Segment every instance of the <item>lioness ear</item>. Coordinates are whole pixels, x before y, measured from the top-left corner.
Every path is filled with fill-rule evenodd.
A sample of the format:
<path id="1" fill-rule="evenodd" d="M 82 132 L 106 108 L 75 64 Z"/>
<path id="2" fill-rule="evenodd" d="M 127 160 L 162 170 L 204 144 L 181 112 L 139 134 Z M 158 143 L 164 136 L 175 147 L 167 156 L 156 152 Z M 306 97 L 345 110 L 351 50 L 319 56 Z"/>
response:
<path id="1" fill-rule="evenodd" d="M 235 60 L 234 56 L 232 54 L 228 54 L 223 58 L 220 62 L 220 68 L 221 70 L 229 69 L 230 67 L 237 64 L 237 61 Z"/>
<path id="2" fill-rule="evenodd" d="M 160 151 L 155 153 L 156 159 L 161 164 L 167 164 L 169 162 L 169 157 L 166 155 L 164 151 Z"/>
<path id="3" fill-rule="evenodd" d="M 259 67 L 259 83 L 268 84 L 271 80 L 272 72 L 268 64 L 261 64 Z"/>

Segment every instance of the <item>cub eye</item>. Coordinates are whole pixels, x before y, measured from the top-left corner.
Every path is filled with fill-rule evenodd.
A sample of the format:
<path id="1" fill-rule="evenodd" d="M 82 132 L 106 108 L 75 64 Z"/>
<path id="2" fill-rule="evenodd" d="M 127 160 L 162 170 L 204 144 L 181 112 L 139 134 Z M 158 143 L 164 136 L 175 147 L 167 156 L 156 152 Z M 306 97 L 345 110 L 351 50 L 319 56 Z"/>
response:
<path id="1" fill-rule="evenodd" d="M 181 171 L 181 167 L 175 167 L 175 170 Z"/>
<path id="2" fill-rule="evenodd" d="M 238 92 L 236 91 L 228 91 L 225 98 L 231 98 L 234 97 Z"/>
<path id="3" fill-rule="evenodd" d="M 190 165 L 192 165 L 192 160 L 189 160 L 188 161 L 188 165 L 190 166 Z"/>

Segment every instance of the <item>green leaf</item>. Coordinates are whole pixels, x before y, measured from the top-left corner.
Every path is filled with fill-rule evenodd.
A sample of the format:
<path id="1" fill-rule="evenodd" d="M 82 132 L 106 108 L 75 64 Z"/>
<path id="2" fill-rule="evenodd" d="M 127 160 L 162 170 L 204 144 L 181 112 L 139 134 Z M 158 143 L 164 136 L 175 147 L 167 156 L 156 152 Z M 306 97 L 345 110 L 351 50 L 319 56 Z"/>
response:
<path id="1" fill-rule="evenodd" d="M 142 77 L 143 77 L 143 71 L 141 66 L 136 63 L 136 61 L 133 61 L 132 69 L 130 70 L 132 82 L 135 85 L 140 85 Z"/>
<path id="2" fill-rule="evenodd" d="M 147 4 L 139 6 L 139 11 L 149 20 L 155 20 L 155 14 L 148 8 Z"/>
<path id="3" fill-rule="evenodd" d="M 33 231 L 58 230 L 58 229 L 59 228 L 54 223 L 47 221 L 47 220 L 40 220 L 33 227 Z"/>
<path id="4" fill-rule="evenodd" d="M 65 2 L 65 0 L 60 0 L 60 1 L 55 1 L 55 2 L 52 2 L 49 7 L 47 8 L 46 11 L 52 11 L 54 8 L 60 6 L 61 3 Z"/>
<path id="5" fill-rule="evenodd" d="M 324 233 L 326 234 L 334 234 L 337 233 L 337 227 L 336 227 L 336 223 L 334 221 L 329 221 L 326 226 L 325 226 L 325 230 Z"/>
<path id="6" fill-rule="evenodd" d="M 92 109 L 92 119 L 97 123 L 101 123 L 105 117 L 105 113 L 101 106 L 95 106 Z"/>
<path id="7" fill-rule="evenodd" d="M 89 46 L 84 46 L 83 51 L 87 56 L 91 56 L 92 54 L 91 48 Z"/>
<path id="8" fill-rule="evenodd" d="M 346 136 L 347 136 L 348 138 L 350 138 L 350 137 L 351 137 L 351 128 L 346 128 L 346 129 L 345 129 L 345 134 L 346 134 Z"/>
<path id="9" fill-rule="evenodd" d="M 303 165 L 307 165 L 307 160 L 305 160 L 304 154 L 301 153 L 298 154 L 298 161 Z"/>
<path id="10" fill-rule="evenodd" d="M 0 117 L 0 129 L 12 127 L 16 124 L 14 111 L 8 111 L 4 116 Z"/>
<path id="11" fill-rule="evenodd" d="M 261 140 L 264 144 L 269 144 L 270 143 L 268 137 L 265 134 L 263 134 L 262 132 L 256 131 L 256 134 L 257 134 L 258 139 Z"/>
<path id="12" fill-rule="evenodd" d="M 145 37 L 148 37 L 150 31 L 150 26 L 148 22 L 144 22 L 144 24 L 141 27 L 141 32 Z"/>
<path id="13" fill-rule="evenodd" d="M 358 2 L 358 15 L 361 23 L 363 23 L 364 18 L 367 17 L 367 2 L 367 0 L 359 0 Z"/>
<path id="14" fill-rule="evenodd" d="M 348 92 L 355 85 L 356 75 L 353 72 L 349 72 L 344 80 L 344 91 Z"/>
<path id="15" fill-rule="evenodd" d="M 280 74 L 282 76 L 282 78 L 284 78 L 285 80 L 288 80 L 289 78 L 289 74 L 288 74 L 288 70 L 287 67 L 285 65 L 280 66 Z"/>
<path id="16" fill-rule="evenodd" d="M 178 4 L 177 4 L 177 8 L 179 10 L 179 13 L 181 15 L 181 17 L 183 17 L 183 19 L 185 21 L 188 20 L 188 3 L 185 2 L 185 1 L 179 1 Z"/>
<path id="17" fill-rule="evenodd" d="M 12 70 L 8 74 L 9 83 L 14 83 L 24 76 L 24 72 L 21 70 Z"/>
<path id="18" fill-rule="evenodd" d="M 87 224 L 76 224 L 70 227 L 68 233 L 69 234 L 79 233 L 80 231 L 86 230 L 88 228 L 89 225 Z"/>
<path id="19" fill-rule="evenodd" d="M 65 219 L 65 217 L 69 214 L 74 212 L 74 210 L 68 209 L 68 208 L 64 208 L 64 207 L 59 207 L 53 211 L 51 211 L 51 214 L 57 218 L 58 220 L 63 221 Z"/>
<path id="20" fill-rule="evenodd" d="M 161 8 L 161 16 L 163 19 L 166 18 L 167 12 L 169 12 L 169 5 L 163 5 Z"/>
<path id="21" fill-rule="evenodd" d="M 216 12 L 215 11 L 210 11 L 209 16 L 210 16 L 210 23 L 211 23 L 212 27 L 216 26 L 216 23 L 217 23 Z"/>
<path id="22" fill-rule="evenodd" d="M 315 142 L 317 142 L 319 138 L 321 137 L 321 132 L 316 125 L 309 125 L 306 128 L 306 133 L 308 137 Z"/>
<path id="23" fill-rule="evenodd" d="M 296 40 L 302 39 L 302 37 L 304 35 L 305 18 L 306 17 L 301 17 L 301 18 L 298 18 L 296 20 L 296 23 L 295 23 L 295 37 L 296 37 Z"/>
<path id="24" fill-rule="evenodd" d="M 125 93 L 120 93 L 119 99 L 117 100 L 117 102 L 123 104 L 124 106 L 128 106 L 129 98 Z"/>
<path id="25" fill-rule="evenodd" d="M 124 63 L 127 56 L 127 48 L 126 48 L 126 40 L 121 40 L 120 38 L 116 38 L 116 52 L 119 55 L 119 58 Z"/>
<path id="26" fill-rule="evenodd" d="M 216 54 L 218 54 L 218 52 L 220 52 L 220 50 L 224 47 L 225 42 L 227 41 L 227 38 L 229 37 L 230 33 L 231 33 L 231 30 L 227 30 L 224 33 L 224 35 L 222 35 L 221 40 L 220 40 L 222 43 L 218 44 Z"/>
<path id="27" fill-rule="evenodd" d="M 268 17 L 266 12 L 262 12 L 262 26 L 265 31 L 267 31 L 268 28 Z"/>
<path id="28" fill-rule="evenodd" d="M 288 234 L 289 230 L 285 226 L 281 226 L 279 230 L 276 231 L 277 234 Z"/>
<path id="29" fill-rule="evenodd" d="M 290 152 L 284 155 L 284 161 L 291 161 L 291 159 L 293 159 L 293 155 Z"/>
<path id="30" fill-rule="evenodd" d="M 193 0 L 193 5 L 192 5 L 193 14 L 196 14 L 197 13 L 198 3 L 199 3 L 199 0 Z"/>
◇ ◇ ◇ ◇ ◇
WHAT NEEDS TO BE DONE — For each line of the material that contains "Coordinates", return a copy.

EXERCISE RESPONSE —
Segment every instance of the <item>lioness ear</item>. Coordinates are whole pixels, x before y, measured from the top-left corner.
Segment every instance of the <item>cub eye</item>. Coordinates are whole pixels, x before y, measured from the top-left corner.
Segment every instance of the <item>green leaf</item>. Coordinates are whole pixels, x before y, measured from the top-left corner.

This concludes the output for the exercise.